**Extract to read**:
════════════════════
The Bridge came next and was a different experience for me. In fact it's only years later I actually began to appreciate the record. Gone was the hit after hit style of An Innocent Man and back was a mixture of styles and a bit of Joel's hatred of recording contracts. Listening back now though as an adult, I can't help but like the tracks and especially those with the guest stars Steve Winwood, the always incredible Ray Charles and the voice that defined the 1980's for me, Cyndi Lauper. The stylistic changes made the record feel a bit like the end of an era and, in researching the release, I begin to see it was. The last production from Phil Ramone. The last record with Billy Joel Band stalwarts Doug Stegmeyer and Russell Javors. The last release that had to carry the Family Production label as part of the cast iron contract Joel had signed with Artie Ripp before Columbia had come knocking and it’s Ripp that Joel aims his vitriol at. Big Man on Mulberry Street and Baby Grand aside, Joel sounds tired and fed up and it sounds like it could be the last album unless something happens in Joel's life to reinvigorate him.



That life experience came in the form of a trip to Russia as one of the first western musicians during the Cold War era to play behind the Iron Curtain. The tour in the Eastern Bloc was an eye opener for Joel and both his world view and personal view became prominent in what I consider his finest album. Storm Front was Joel reflecting. I Go To Extremes was Joel examining his own life and his mood swings, The Downeaster 'Alexa' was Joel's commentary of how hard life had become for the Long Island fishermen he knew during his youth, the wonderful, sad and yet beautiful Leningrad is about how his life compares to that of Viktor, a Russian entertainer his family had met on tour, And So It Goes was originally a poem Joel had written at the end of a failed relationship and then came We Didn't Start the Fire, a look back at the history of the Twentieth Century that Joel had lived up to that point starting in the year of his birth, 1949. It was a clever look at history, a lyrical reminder of the intense era of our modern history and a chance for the singer who originally wanted to be a history teacher to basically and poetically show off and cause many a drunken karaoke mistake. Not by me you understand, I can recite the song perfectly no matter what my state of mind. Storm Front was an epic release that covered much human behaviour in a palatable way and is by far my favourite album and one I return to time and again.
════════════════════
Raw records:
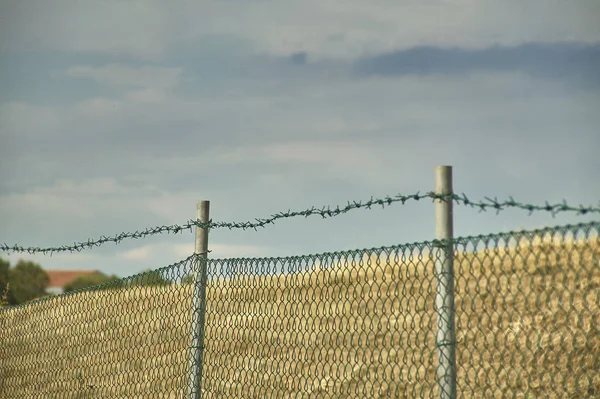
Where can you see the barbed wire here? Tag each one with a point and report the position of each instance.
(324, 212)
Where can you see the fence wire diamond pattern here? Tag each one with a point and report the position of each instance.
(354, 324)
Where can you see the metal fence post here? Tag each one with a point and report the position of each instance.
(444, 300)
(199, 302)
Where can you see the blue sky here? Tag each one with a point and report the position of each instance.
(119, 115)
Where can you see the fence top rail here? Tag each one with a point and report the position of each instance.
(324, 212)
(529, 235)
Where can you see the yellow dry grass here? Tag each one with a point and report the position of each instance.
(527, 323)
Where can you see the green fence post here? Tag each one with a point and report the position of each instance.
(199, 303)
(444, 269)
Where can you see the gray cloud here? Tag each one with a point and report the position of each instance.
(551, 61)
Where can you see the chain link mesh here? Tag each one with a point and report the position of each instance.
(353, 324)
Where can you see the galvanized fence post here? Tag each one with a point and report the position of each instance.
(199, 303)
(444, 269)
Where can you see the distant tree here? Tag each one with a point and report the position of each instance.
(89, 280)
(150, 278)
(4, 267)
(27, 281)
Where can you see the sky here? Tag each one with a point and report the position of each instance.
(117, 116)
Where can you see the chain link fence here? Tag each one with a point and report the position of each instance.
(354, 324)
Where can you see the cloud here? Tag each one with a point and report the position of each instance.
(338, 29)
(123, 75)
(551, 61)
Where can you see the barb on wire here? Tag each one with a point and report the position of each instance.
(324, 212)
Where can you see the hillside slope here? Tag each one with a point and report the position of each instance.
(361, 326)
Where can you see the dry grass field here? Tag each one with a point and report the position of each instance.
(527, 320)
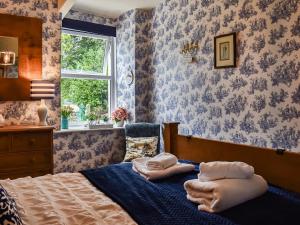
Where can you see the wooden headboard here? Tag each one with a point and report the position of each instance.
(279, 169)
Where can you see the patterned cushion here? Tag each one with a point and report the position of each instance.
(8, 209)
(140, 147)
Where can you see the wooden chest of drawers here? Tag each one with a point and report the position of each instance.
(25, 151)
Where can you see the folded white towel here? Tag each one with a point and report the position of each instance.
(162, 161)
(139, 165)
(221, 170)
(219, 195)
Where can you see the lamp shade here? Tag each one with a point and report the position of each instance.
(7, 58)
(42, 89)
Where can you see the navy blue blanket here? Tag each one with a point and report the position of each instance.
(164, 202)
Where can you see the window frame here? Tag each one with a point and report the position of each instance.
(112, 92)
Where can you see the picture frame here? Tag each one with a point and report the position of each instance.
(225, 51)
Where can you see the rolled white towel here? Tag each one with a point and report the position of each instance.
(222, 170)
(162, 161)
(219, 195)
(139, 166)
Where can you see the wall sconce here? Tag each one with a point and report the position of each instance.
(41, 90)
(189, 51)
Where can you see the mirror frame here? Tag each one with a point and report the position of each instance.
(28, 30)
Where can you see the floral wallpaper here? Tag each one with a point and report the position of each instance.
(89, 17)
(47, 11)
(75, 151)
(133, 42)
(126, 61)
(255, 103)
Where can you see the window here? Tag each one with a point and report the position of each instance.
(87, 75)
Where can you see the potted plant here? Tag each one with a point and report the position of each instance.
(119, 116)
(66, 112)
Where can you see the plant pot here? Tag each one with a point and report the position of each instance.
(64, 123)
(120, 123)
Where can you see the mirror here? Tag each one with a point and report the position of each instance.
(9, 57)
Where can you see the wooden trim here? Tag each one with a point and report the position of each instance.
(28, 128)
(28, 30)
(279, 169)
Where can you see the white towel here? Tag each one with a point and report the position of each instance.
(162, 161)
(219, 195)
(222, 170)
(139, 166)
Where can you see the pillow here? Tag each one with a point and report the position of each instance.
(140, 147)
(8, 209)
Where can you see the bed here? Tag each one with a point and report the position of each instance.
(93, 197)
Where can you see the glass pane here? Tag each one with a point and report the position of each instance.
(82, 54)
(86, 97)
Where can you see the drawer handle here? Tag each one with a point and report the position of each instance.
(33, 160)
(32, 141)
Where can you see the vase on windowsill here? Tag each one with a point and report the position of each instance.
(119, 115)
(66, 112)
(64, 123)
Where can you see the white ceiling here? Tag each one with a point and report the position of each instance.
(113, 8)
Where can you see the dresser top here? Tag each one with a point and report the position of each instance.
(22, 128)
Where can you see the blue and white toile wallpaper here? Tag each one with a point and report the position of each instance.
(46, 10)
(256, 103)
(75, 151)
(126, 61)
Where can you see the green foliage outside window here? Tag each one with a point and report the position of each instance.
(85, 92)
(84, 54)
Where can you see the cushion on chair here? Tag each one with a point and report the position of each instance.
(144, 130)
(140, 147)
(8, 209)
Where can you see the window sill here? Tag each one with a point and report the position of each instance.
(85, 129)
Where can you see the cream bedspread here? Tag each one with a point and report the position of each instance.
(64, 199)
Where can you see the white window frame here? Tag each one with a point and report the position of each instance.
(97, 76)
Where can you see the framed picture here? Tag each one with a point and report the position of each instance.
(225, 51)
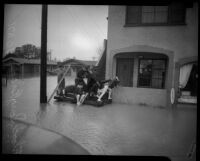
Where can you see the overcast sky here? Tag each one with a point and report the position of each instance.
(73, 30)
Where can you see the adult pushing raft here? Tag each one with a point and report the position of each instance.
(87, 90)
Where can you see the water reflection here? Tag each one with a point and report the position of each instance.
(115, 129)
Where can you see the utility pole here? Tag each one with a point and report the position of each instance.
(43, 65)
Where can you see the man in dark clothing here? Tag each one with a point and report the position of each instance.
(81, 86)
(61, 87)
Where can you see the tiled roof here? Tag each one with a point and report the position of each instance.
(28, 61)
(83, 62)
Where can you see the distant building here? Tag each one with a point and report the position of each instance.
(23, 67)
(153, 49)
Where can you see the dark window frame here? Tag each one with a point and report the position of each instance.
(163, 79)
(168, 23)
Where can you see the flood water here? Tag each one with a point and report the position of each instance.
(116, 129)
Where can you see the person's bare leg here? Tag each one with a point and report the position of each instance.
(109, 93)
(82, 99)
(103, 92)
(77, 99)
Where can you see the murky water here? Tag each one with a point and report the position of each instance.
(115, 129)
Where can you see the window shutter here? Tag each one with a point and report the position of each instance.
(133, 15)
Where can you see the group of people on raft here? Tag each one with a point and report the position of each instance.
(86, 85)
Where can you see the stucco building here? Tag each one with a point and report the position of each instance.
(154, 51)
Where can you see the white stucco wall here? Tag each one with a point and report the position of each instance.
(181, 41)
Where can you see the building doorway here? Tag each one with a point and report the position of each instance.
(188, 83)
(125, 71)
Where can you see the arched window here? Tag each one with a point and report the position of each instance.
(142, 69)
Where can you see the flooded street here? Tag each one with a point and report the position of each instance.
(116, 129)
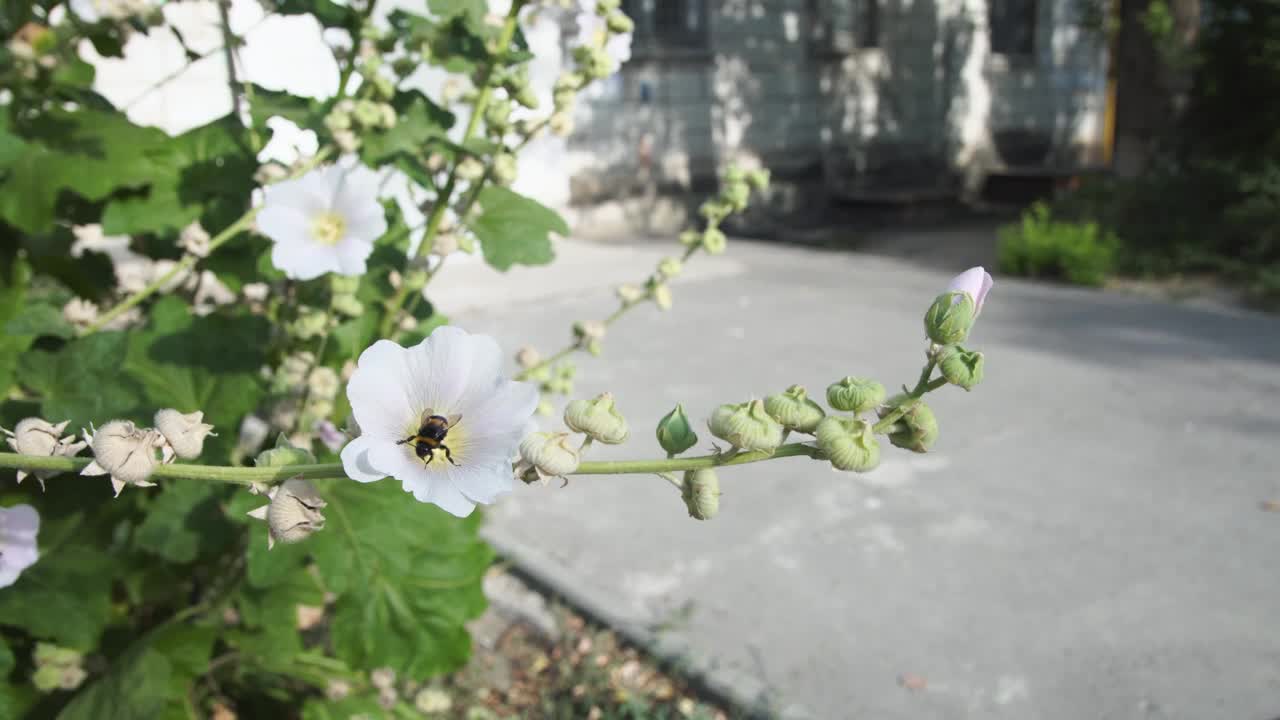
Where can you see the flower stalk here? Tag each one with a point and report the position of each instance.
(188, 261)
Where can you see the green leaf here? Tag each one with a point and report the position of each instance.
(513, 229)
(304, 112)
(86, 151)
(205, 173)
(137, 686)
(40, 320)
(208, 364)
(419, 123)
(65, 597)
(12, 301)
(82, 382)
(472, 12)
(407, 577)
(182, 520)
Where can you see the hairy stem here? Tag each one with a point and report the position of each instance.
(333, 470)
(442, 201)
(188, 261)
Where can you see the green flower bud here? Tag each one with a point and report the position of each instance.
(737, 195)
(662, 296)
(714, 241)
(284, 454)
(746, 425)
(598, 419)
(675, 434)
(384, 87)
(961, 367)
(368, 114)
(950, 318)
(348, 305)
(526, 96)
(470, 169)
(497, 115)
(700, 491)
(670, 268)
(794, 409)
(415, 279)
(620, 23)
(758, 180)
(337, 121)
(920, 425)
(310, 323)
(855, 395)
(504, 168)
(549, 454)
(405, 67)
(343, 285)
(849, 443)
(714, 210)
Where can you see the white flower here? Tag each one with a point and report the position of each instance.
(323, 222)
(452, 374)
(18, 528)
(94, 10)
(592, 27)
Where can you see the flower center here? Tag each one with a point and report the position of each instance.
(455, 440)
(328, 228)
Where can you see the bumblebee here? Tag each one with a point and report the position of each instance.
(430, 436)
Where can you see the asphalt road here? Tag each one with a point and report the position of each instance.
(1086, 541)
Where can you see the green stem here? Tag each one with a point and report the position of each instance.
(190, 260)
(333, 470)
(922, 386)
(213, 473)
(442, 200)
(182, 267)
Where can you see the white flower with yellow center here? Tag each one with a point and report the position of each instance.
(323, 222)
(438, 417)
(18, 528)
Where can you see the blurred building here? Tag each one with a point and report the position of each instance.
════════════════════
**Stated exercise 1**: Find every line of the listing that contains the string "chain", and copy each one. Matching is case-sensitive.
**Stated exercise 2**: Continue the Billy Joel piece from the point where it stops.
The Billy Joel piece and the listing have no connection to each other.

**Task output 1**:
Where can you see the chain link mesh here? Tag each one with a point and report the position of each instance.
Where can you see the chain link fence here? Tag each one with a point and report the position of each instance.

**Task output 2**:
River of Dreams



Then came the final release of new and original song material. Fantasies and Delusions, a classical release that showcases Joel's composition skills and various live albums and compilations would follow but the songwriting and recording ended with the almost experimental River of Dreams. Multiple producers, a shakeup of the band and inclusion of session musicians that upset some of the more loyal following and some quite angry writing made River of Dreams a Marmite album. You either got it and liked it or you didn't. It's not an album that’s easy to flick in and out of and not as comfortable to keep returning to as a Storm Front but I really do like it. Yes, I was a bit moody when my drumming hero Liberty Devitto was benched for a few tracks but put my own personal grievances aside and it's quite the songwriting project. The Bridge, a few years earlier, had sounded tired and that the journey may be coming to an end but River of Dreams sounds like the goodbye it is. Stitched up for millions by a family member turned manager, problems with friendships, massive trust issues and cracks beginning to appear in Joel's ability to love all made for some intense writing, darker and different to the moaning commentary on previous albums, this was more a 'see what you've all done to me? I'm off' release. An angry shot across the bows at those who had hurt him and some punishment for himself for allowing it and yet rewarding for the fans with some absolute gems in the songs. Personally I dislike the title track but the rest of the album is brilliant. No Man's Land, Shades of Grey, Famous Last Words and Blonde Over Blue are all brilliant but nothing on the album quite matches The Great Wall of China for pure musical enjoyment and, if my brother in law had embezzled millions from me, I can only hope I'd write about it rather than go to the prison for a violent act. Countering the intensity and the anger is a brilliant and gorgeous song Lullaby (Goodnight, My Angel) written for his daughter and showing where his future priorities would lie.



Whichever your favourite release, whether you aren't as familiar as you should be with the back catalogue, I promise you there is something for everyone contained within in it. All together now...



Harry Truman, Doris Day, Red China, Johnnie Ray,
South Pacific, Walter Winchell, Joe DiMaggio,
Joe McCarthy, Richard Nixon, Studebaker, Television,
North Korea, South Korea, Marilyn Monroe...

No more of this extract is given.